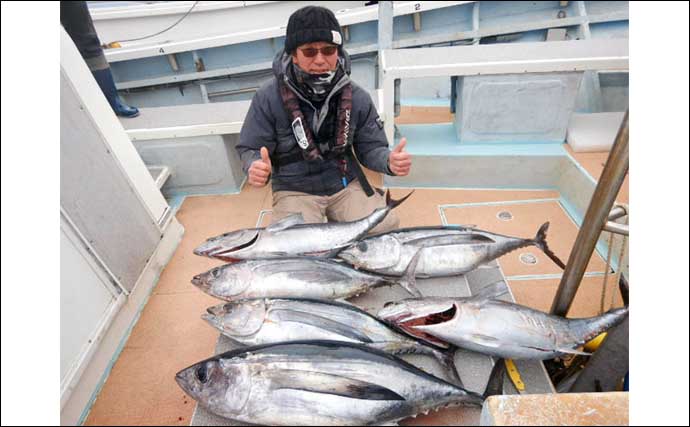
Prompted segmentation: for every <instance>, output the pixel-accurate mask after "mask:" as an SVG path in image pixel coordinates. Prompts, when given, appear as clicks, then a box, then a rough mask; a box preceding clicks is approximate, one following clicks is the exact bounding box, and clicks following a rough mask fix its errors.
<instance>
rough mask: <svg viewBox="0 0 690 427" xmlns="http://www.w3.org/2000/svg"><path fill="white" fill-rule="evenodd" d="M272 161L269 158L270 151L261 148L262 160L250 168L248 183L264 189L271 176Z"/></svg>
mask: <svg viewBox="0 0 690 427" xmlns="http://www.w3.org/2000/svg"><path fill="white" fill-rule="evenodd" d="M271 170H272V167H271V159H270V158H269V157H268V149H266V147H261V160H254V162H252V164H251V166H249V172H248V174H247V175H248V182H249V184H251V185H254V186H257V187H263V186H264V185H266V183H267V182H268V177H269V176H270V175H271Z"/></svg>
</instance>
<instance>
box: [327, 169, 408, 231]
mask: <svg viewBox="0 0 690 427" xmlns="http://www.w3.org/2000/svg"><path fill="white" fill-rule="evenodd" d="M384 206H386V198H385V197H384V196H382V195H380V194H379V193H377V192H376V191H375V192H374V194H373V195H372V196H371V197H367V195H366V193H365V192H364V189H362V185H361V184H360V183H359V181H358V180H355V181H352V182H351V183H350V185H348V186H347V187H346V188H345V189H344V190H342V191H340V192H338V193H336V194H334V195H333V196H331V200H330V204H329V206H328V209H327V210H326V215H327V216H328V219H329V220H331V221H338V222H344V221H356V220H358V219H361V218H364V217H365V216H368V215H370V214H371V213H372V212H373V211H374V210H376V209H377V208H382V207H384ZM399 225H400V219H399V218H398V216H397V215H396V214H395V211H390V212H388V215H386V218H384V220H383V221H382V222H381V223H380V224H379V225H377V226H376V227H374V228H373V229H372V230H371V231H370V232H369V233H370V234H375V233H383V232H386V231H391V230H394V229H396V228H398V226H399Z"/></svg>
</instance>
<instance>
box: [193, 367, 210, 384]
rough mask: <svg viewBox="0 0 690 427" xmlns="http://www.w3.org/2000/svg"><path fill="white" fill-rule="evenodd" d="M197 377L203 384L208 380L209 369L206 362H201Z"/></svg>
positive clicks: (201, 382) (197, 378)
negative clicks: (201, 362)
mask: <svg viewBox="0 0 690 427" xmlns="http://www.w3.org/2000/svg"><path fill="white" fill-rule="evenodd" d="M196 378H197V379H198V380H199V381H200V382H201V383H202V384H203V383H205V382H206V381H208V371H207V370H206V364H205V363H203V364H201V365H200V366H199V367H198V368H196Z"/></svg>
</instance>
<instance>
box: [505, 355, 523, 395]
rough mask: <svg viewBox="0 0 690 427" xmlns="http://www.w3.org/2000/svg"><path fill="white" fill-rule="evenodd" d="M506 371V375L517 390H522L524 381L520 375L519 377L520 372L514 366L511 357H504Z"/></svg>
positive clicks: (522, 389) (514, 365) (512, 361)
mask: <svg viewBox="0 0 690 427" xmlns="http://www.w3.org/2000/svg"><path fill="white" fill-rule="evenodd" d="M506 371H507V372H508V377H509V378H510V381H511V382H512V383H513V385H514V386H515V388H516V389H517V390H518V391H519V392H522V391H524V390H525V383H523V382H522V377H520V372H519V371H518V370H517V366H515V362H513V359H506Z"/></svg>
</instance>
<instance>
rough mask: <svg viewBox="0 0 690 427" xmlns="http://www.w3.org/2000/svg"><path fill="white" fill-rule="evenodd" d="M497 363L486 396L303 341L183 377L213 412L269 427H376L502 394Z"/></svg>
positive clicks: (400, 362) (429, 376)
mask: <svg viewBox="0 0 690 427" xmlns="http://www.w3.org/2000/svg"><path fill="white" fill-rule="evenodd" d="M502 366H503V363H500V361H499V362H497V363H496V365H495V369H494V371H493V372H492V374H491V378H490V380H489V385H488V386H487V390H486V392H485V393H484V396H482V395H480V394H477V393H473V392H470V391H467V390H465V389H463V388H462V387H458V386H456V385H453V384H451V383H449V382H446V381H443V380H441V379H439V378H436V377H434V376H432V375H429V374H427V373H425V372H423V371H421V370H420V369H418V368H416V367H415V366H413V365H411V364H409V363H407V362H405V361H403V360H401V359H399V358H397V357H395V356H391V355H389V354H387V353H384V352H382V351H380V350H376V349H373V348H369V347H367V346H363V345H361V344H353V343H346V342H339V341H301V342H300V341H297V342H290V343H280V344H270V345H265V346H256V347H249V348H244V349H240V350H234V351H230V352H227V353H223V354H221V355H218V356H214V357H212V358H210V359H207V360H204V361H202V362H199V363H196V364H194V365H192V366H190V367H188V368H186V369H183V370H182V371H180V372H178V373H177V376H176V378H175V379H176V380H177V383H178V384H179V385H180V387H182V389H183V390H184V391H185V392H186V393H187V394H188V395H190V396H191V397H192V398H194V399H196V400H197V401H198V402H199V404H200V405H201V406H203V407H205V408H206V409H208V410H209V411H211V412H213V413H215V414H217V415H220V416H223V417H227V418H231V419H235V420H239V421H242V422H248V423H252V424H267V425H322V426H326V425H328V426H330V425H370V424H382V423H391V422H396V421H398V420H400V419H403V418H407V417H410V416H414V415H417V414H419V413H422V412H428V411H430V410H434V409H438V408H440V407H443V406H448V405H458V404H460V405H461V404H472V405H480V404H481V403H482V401H483V400H484V397H485V396H486V395H489V394H494V393H497V392H498V393H500V390H501V388H502V379H503V371H502Z"/></svg>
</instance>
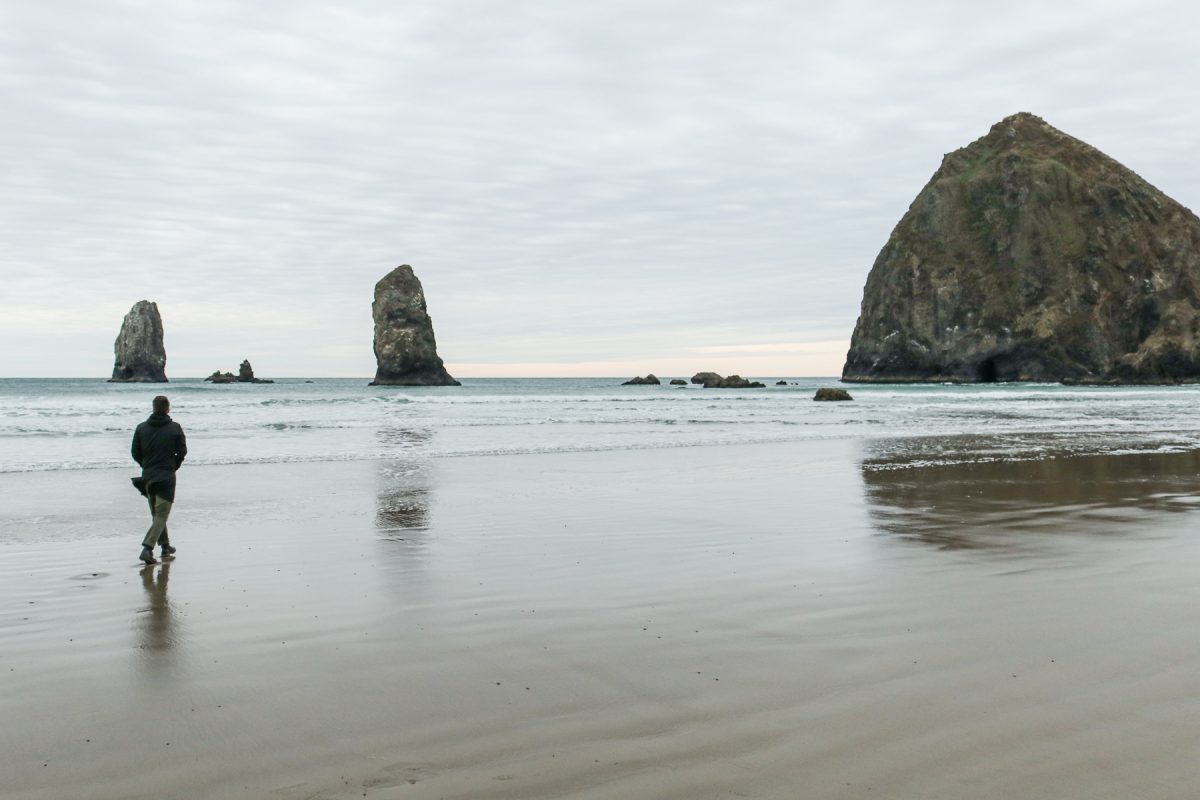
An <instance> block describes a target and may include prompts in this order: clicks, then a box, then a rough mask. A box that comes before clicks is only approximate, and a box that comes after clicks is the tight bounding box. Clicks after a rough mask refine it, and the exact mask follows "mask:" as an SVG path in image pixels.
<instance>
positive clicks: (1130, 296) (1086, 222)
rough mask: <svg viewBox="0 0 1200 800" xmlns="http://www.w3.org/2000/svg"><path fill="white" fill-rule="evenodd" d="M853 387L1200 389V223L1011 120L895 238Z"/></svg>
mask: <svg viewBox="0 0 1200 800" xmlns="http://www.w3.org/2000/svg"><path fill="white" fill-rule="evenodd" d="M842 380H850V381H965V383H973V381H996V380H1034V381H1069V383H1171V381H1182V380H1189V381H1190V380H1200V219H1198V218H1196V216H1195V215H1194V213H1192V212H1190V211H1189V210H1188V209H1186V207H1183V206H1182V205H1180V204H1178V203H1176V201H1175V200H1172V199H1171V198H1169V197H1166V196H1165V194H1163V193H1162V192H1159V191H1158V190H1157V188H1154V187H1153V186H1151V185H1150V184H1147V182H1146V181H1145V180H1142V179H1141V178H1139V176H1138V175H1136V174H1134V173H1133V172H1130V170H1129V169H1127V168H1126V167H1123V166H1122V164H1120V163H1117V162H1116V161H1114V160H1112V158H1110V157H1108V156H1105V155H1104V154H1103V152H1100V151H1099V150H1096V149H1094V148H1092V146H1090V145H1087V144H1085V143H1082V142H1080V140H1078V139H1074V138H1072V137H1069V136H1067V134H1066V133H1062V132H1061V131H1057V130H1056V128H1054V127H1051V126H1050V125H1048V124H1046V122H1045V121H1044V120H1042V119H1039V118H1037V116H1033V115H1032V114H1016V115H1014V116H1009V118H1007V119H1004V120H1002V121H1000V122H997V124H996V125H995V126H992V128H991V131H990V132H989V133H988V136H985V137H983V138H982V139H979V140H977V142H974V143H972V144H970V145H967V146H966V148H962V149H961V150H956V151H955V152H952V154H949V155H948V156H946V158H944V160H943V161H942V166H941V168H940V169H938V170H937V172H936V173H935V174H934V176H932V179H931V180H930V181H929V184H928V185H926V186H925V187H924V190H922V192H920V194H918V196H917V199H916V200H913V203H912V205H911V206H910V207H908V211H907V213H905V216H904V217H902V218H901V219H900V222H899V224H898V225H896V227H895V230H893V231H892V236H890V239H888V242H887V245H884V247H883V249H882V251H881V252H880V254H878V258H877V259H876V260H875V265H874V266H872V267H871V272H870V276H869V277H868V279H866V288H865V290H864V293H863V305H862V314H860V317H859V318H858V324H857V326H856V327H854V333H853V337H852V339H851V345H850V351H848V354H847V356H846V363H845V367H844V369H842Z"/></svg>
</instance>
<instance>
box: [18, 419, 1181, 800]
mask: <svg viewBox="0 0 1200 800" xmlns="http://www.w3.org/2000/svg"><path fill="white" fill-rule="evenodd" d="M877 457H884V458H886V457H887V452H883V453H882V456H881V453H878V452H876V451H872V450H871V449H870V446H869V445H868V444H866V443H862V441H857V440H822V441H816V443H814V441H809V443H785V444H779V445H731V446H714V447H707V449H704V447H697V449H666V450H643V451H606V452H583V453H552V455H534V456H524V455H522V456H496V457H490V458H432V459H410V461H404V459H386V461H380V462H349V463H293V464H260V465H239V467H185V470H184V473H181V475H180V495H179V499H180V503H179V504H178V506H176V510H175V512H174V513H173V519H172V523H173V543H175V545H176V546H178V547H179V548H180V553H179V557H178V558H176V559H174V560H173V561H168V563H164V564H161V565H157V566H154V567H144V569H143V567H140V565H138V564H137V561H136V553H137V545H138V539H139V537H140V534H142V531H143V530H144V525H145V524H146V519H145V518H144V517H145V516H146V515H145V511H144V507H143V506H142V505H140V503H139V500H140V498H138V497H137V494H136V492H134V491H133V489H132V488H131V487H130V486H128V475H127V474H126V473H127V471H128V470H112V471H110V473H104V471H103V470H83V471H80V473H74V474H65V473H60V474H30V473H24V474H18V475H23V476H29V477H28V479H26V480H23V481H18V482H20V483H23V486H22V487H20V491H19V492H16V493H13V500H12V501H6V504H5V507H4V511H2V515H0V531H4V533H5V534H7V535H6V536H5V542H6V546H5V547H4V548H2V551H4V552H5V555H6V558H5V559H4V561H2V565H0V601H2V603H0V609H2V610H0V694H2V697H4V698H5V705H6V709H7V718H8V724H6V726H5V729H4V732H2V733H0V736H2V741H0V744H2V746H0V752H2V753H4V768H5V769H4V771H5V774H6V775H7V776H8V777H7V781H8V787H7V792H8V793H10V796H12V798H14V799H17V798H19V799H20V800H31V799H35V798H37V799H47V800H48V799H49V798H140V796H148V798H149V796H166V798H173V796H180V798H186V796H211V798H258V796H278V798H296V799H299V798H352V796H362V795H364V793H366V795H367V796H380V798H388V796H406V798H407V796H414V798H474V796H490V798H560V796H580V798H607V796H654V798H732V796H758V798H790V796H797V795H798V794H804V795H806V796H820V798H860V796H863V795H864V794H866V793H868V792H869V790H870V792H871V793H872V794H874V793H881V794H883V795H886V796H893V798H912V799H913V800H916V799H918V798H922V799H929V798H946V799H949V798H961V796H966V795H970V796H974V798H985V799H990V798H996V799H1000V798H1006V799H1007V798H1010V796H1013V795H1014V794H1015V795H1018V796H1048V795H1049V794H1054V795H1055V796H1058V798H1118V796H1120V798H1126V796H1136V795H1139V794H1146V793H1147V792H1150V793H1152V794H1153V795H1154V796H1159V798H1176V796H1178V798H1184V796H1189V794H1190V792H1192V790H1193V788H1194V786H1195V783H1196V782H1198V781H1200V768H1196V766H1194V765H1193V760H1194V759H1192V758H1190V746H1189V742H1192V741H1194V740H1195V735H1196V734H1198V733H1200V723H1198V722H1195V721H1194V720H1193V718H1192V716H1194V715H1187V714H1186V702H1184V700H1186V699H1187V698H1190V697H1194V696H1195V694H1196V692H1198V691H1200V678H1196V674H1198V670H1195V669H1194V654H1193V646H1192V642H1190V637H1189V634H1188V631H1190V630H1193V627H1194V625H1195V624H1196V622H1200V612H1198V610H1196V608H1200V604H1198V603H1196V602H1195V601H1196V600H1200V595H1198V589H1196V588H1195V582H1194V576H1193V572H1194V570H1193V569H1192V565H1193V564H1194V563H1195V557H1196V555H1198V553H1196V543H1195V542H1194V537H1193V536H1192V528H1193V527H1194V519H1195V517H1194V516H1193V513H1192V512H1193V511H1194V510H1195V509H1196V507H1198V506H1200V485H1198V480H1196V479H1195V477H1193V476H1195V475H1198V474H1200V464H1198V459H1200V455H1196V453H1194V452H1193V453H1181V455H1146V456H1121V457H1104V456H1086V457H1079V458H1073V459H1062V461H1061V462H1056V463H1055V464H1052V465H1051V467H1046V465H1043V469H1040V470H1037V469H1036V470H1033V471H1027V470H1026V469H1025V468H1024V467H1022V465H1013V464H1009V465H1003V464H989V463H980V464H971V465H953V464H949V465H941V467H912V468H907V469H899V470H869V469H864V464H865V463H869V462H870V459H871V458H877ZM1048 470H1049V471H1048ZM11 477H12V476H11V475H5V476H0V485H5V486H6V488H7V487H8V485H10V483H12V481H11V480H10V479H11ZM1034 489H1037V491H1034ZM113 492H116V493H115V494H112V493H113ZM110 494H112V497H109V495H110ZM48 497H49V498H53V499H52V501H50V503H47V498H48ZM104 498H107V500H104ZM101 500H104V501H103V503H101ZM35 517H36V518H37V519H35ZM18 527H20V528H23V529H25V533H24V534H20V535H13V534H14V530H16V528H18ZM922 533H926V534H929V535H925V536H922V535H920V534H922ZM950 534H953V535H950ZM168 742H169V744H168Z"/></svg>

#####

# Exercise
Return each line of the listing above that contains the string "positive".

# Written response
positive clicks: (201, 382) (197, 378)
positive clicks: (522, 389) (514, 365) (512, 361)
positive clicks: (400, 362) (429, 376)
positive clicks: (1130, 296) (1086, 222)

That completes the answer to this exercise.